§ **DATASET CONTENT**:
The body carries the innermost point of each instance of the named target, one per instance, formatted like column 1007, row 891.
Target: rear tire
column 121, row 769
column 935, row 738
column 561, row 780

§ **SET TASK**: Please put the records above into a two-column CSV with the header input,output. Give one row per record, with the record's text under input and its answer under output, each as a single quoted field with line breaks replaced by spaces.

§ **RESULT**:
input,output
"The body carries the innermost point of each instance of the named target, one per instance, formatted like column 1007, row 891. Target: rear tire","column 121, row 769 column 935, row 738 column 561, row 780"